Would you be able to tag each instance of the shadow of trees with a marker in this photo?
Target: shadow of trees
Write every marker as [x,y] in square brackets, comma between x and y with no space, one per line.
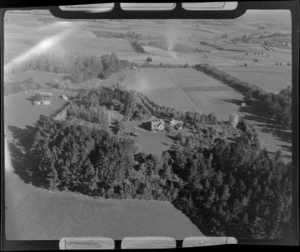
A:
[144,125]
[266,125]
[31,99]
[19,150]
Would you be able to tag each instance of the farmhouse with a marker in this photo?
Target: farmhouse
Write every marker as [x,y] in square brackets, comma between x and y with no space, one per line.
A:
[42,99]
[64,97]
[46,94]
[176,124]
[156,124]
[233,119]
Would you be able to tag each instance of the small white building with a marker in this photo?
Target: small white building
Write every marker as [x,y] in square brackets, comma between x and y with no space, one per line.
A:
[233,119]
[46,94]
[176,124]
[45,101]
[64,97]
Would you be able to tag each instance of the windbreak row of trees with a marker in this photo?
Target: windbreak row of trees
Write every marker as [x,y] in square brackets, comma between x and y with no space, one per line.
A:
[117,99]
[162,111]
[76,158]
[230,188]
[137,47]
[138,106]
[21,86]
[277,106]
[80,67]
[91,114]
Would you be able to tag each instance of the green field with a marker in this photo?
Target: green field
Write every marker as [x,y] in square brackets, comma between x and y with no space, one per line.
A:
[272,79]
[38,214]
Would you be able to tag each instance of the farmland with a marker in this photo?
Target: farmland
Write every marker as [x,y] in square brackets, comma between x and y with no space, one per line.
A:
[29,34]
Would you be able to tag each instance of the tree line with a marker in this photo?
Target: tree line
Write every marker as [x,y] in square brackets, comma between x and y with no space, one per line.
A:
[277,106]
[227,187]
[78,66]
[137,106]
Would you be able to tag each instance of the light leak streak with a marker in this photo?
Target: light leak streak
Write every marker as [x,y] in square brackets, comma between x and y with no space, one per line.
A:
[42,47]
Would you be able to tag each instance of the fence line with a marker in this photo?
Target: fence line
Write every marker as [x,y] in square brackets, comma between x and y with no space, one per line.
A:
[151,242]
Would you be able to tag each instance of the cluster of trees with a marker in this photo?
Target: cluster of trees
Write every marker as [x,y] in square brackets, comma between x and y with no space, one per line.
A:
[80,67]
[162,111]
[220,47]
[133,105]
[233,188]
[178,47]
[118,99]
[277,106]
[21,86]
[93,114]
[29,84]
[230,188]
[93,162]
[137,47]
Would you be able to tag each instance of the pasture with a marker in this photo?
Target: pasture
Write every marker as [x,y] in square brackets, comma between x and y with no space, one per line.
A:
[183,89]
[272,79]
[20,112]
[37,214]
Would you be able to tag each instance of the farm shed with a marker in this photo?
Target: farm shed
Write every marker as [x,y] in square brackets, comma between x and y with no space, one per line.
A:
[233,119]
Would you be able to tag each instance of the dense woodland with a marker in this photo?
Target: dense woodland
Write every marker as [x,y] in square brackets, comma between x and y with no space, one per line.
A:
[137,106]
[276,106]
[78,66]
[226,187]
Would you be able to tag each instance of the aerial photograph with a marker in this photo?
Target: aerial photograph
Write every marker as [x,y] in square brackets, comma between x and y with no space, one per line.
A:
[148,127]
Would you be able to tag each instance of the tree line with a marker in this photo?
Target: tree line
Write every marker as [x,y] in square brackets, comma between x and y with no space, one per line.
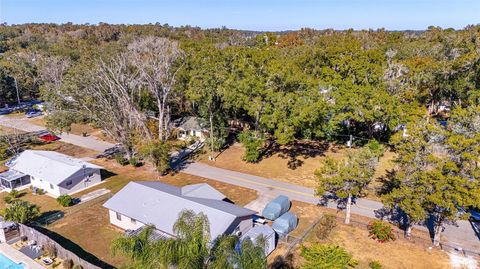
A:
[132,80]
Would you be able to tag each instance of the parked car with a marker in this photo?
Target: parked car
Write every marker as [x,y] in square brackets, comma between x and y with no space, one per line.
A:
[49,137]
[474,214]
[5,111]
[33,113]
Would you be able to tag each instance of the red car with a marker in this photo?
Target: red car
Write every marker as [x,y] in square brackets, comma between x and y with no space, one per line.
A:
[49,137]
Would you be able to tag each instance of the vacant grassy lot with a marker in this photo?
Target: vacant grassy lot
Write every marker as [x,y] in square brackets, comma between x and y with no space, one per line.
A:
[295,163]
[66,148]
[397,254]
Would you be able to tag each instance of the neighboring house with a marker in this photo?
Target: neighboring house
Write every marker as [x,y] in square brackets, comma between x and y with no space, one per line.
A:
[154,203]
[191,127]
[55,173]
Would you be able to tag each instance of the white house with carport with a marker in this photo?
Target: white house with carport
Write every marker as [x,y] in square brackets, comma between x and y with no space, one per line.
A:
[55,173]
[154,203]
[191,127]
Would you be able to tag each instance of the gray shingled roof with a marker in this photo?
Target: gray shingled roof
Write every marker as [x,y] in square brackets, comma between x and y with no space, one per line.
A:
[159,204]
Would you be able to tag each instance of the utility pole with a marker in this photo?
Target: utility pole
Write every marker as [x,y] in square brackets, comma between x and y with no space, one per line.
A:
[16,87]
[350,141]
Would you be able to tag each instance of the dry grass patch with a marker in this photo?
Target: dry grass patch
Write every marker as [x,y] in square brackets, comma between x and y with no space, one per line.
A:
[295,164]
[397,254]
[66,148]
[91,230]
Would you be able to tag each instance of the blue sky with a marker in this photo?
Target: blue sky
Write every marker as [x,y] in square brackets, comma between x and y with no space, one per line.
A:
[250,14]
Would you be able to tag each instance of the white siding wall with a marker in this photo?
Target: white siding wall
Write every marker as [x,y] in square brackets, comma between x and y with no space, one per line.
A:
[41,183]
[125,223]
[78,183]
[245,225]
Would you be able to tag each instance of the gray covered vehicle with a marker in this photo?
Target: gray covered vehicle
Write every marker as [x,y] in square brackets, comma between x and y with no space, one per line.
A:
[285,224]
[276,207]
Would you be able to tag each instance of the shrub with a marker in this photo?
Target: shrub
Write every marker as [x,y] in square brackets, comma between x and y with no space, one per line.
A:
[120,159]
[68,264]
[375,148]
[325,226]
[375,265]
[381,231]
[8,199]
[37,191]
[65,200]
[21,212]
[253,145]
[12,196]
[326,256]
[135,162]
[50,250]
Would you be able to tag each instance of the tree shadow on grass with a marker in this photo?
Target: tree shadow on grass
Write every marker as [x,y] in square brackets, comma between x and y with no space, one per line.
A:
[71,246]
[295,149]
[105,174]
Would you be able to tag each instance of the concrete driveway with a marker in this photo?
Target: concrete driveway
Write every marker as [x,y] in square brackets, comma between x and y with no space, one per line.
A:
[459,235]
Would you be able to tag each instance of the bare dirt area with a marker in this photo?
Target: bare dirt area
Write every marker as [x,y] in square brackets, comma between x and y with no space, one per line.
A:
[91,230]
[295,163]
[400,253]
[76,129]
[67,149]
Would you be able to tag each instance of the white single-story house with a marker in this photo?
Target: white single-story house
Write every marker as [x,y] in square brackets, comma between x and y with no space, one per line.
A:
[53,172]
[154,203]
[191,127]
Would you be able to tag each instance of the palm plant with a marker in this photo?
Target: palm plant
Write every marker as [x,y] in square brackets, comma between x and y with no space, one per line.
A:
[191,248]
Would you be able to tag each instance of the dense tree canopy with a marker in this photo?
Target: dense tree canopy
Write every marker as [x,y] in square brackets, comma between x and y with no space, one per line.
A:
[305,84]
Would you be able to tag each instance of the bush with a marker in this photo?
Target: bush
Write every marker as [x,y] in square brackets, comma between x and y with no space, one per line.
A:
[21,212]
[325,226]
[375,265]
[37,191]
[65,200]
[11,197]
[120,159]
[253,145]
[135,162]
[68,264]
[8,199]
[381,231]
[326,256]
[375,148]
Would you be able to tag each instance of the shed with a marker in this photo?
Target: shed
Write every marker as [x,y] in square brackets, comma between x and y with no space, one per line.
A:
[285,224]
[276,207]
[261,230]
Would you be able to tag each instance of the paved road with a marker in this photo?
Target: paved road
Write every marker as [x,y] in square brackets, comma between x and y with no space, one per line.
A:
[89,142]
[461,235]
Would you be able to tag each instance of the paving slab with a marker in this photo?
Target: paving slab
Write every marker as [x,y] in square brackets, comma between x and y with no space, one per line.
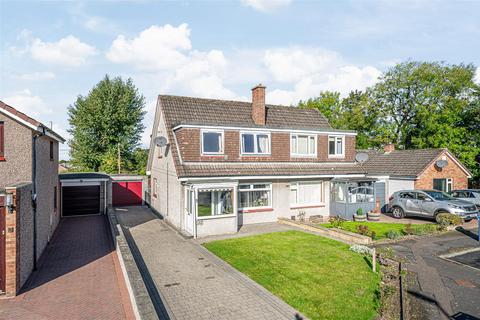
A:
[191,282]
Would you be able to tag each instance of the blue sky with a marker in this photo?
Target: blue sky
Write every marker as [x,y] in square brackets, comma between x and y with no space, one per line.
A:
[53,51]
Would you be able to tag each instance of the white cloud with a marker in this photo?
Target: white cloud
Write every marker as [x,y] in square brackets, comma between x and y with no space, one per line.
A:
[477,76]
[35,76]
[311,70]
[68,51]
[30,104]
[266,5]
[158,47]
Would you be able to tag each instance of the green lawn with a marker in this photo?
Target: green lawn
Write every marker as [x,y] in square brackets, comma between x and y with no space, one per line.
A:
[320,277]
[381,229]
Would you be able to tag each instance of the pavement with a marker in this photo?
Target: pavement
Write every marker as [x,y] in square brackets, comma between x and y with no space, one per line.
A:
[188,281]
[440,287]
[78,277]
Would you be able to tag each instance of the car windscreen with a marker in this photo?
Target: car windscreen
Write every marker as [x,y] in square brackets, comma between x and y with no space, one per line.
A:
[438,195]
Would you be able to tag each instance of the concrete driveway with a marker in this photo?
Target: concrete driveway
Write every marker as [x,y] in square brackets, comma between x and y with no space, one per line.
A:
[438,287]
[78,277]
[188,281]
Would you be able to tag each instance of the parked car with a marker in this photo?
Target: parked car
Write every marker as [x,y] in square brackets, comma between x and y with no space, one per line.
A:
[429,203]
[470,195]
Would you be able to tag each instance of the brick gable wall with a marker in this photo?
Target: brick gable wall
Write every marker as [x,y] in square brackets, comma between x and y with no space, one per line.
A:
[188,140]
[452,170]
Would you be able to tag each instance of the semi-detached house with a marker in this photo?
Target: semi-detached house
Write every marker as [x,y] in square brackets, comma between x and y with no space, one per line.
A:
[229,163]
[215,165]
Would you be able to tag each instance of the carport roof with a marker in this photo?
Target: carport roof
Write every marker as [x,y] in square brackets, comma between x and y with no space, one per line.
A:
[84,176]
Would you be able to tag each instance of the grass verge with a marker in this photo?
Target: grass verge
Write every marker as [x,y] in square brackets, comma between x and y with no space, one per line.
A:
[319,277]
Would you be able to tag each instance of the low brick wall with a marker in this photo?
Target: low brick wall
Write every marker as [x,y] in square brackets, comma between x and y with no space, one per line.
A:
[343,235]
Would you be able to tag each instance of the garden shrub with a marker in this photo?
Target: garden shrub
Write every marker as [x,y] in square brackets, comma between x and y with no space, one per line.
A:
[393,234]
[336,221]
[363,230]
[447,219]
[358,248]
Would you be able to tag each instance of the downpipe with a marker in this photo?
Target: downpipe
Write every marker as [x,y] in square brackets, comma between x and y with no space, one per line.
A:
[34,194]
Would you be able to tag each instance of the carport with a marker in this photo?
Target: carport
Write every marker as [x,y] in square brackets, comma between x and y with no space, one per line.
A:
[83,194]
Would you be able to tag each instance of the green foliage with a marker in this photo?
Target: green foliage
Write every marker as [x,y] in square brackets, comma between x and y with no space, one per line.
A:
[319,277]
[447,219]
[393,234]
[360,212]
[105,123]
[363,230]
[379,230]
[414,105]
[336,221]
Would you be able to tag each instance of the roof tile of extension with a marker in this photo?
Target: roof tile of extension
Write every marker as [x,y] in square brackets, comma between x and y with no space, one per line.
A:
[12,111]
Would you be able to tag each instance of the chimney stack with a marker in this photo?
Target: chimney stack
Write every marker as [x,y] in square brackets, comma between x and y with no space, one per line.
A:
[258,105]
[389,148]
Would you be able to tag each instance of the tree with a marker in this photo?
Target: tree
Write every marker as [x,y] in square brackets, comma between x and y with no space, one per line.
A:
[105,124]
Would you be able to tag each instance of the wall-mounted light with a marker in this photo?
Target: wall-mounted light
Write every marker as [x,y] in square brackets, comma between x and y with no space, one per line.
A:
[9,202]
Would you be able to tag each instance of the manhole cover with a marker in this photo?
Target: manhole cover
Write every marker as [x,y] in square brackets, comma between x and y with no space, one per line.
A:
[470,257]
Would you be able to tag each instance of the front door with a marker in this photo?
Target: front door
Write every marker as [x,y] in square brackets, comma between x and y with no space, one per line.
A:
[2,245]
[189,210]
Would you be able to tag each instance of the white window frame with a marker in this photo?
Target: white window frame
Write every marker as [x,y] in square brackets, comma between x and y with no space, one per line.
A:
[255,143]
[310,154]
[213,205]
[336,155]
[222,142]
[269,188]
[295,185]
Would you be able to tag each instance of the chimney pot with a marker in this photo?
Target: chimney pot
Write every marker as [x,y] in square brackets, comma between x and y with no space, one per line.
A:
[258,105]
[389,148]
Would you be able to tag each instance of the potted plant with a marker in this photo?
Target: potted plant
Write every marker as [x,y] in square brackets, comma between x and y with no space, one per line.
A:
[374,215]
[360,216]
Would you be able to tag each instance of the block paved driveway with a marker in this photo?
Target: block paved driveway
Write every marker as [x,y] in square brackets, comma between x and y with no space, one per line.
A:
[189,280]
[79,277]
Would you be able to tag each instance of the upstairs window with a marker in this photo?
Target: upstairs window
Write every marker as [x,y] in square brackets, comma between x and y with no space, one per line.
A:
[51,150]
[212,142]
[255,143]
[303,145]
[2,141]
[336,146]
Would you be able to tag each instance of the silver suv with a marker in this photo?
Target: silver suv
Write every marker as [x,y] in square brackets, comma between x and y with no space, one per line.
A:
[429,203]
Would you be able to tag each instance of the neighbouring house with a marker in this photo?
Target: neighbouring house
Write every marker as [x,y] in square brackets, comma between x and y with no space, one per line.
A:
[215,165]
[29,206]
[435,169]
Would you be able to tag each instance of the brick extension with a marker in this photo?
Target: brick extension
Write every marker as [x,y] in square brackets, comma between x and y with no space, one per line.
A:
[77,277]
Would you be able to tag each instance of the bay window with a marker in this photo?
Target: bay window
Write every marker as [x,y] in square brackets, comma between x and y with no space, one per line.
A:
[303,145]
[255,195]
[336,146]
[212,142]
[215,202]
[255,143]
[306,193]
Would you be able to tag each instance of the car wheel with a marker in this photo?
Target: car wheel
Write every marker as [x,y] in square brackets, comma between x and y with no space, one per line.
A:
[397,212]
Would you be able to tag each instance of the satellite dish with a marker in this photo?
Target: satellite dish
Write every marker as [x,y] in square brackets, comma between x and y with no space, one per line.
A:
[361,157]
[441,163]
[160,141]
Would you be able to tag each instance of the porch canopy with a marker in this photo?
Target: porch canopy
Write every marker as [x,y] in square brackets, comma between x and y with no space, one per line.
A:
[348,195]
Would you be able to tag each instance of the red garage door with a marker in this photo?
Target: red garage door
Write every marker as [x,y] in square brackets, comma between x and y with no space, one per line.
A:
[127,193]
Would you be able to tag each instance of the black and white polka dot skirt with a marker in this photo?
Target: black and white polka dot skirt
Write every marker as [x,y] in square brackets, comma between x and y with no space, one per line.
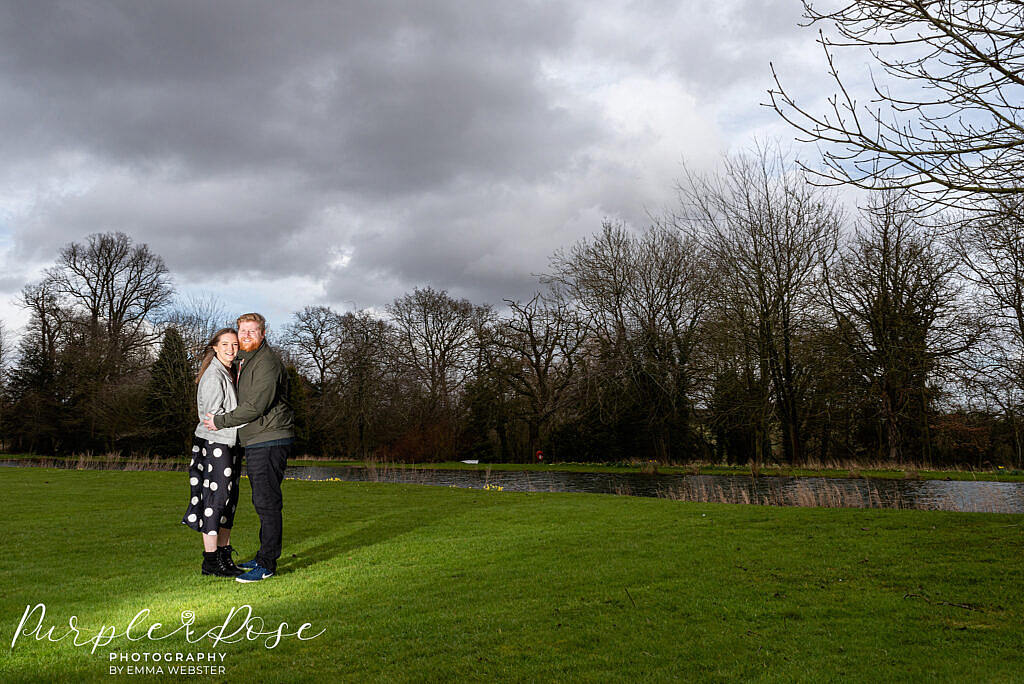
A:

**TASK PROMPT:** Drop the pictures, then write out only the lines running from the one containing "Would you be able to tag each instance of the silver" through the last line above, both included, exactly.

**THE SOLUTION:**
Would you be able to tag each instance of the silver suv with a marker in this photo?
Target: silver suv
Write every marker as [x,y] in square brackets, comma between x and y with no space, one per line.
A:
[429,203]
Would you be able to tag each instance of the neighbouring house with a marker in this photo?
Target: neighbouring house
Write every marker as [x,y] in square brackets, comma between x and y with no space, one per line.
A:
[215,165]
[29,206]
[435,169]
Would you be able to tag each instance of the brick extension with a marker in this photo?
Target: brick extension
Write every marker as [x,y] in square brackets, comma between x and y with no space, one per line.
A:
[77,277]
Would you be able to tag each instance of the bay window with a marker in this photo?
Target: bay window
Write every marker as [x,y] in square brackets, comma between x and y with no space, one per line.
A:
[303,145]
[255,195]
[336,146]
[212,142]
[215,202]
[255,143]
[306,193]
Would you be able to tag each instance of the car wheel with a marker in this photo?
Target: car wheel
Write every marker as [x,y] in square brackets, comma between x and y with no space, one per line.
A:
[397,212]
Would you be able to tag each instance of the satellite dish with a marker in this photo?
Target: satellite dish
Write every marker as [x,y] in square brackets, comma between x and y with no space, one per line.
A:
[361,157]
[441,163]
[160,141]
Would you be able to tag each instance of the porch canopy with a marker in this photo?
Target: porch canopy
Write every marker as [x,y] in square brackets, comma between x and y with no space, one per line.
A:
[348,195]
Would you be able to tag each instance of the red garage door with a marker in this photo?
Target: red garage door
Write every marker as [x,y] in square brackets, comma between x and y with no space, one per line.
A:
[127,193]
Would you be able to tag each instance of the black and white polka dot skirt with a marker in this photo?
Target: black and white polka dot skirt
Write every marker as [x,y] in square brackets, comma between x and y with no space, one per line.
A:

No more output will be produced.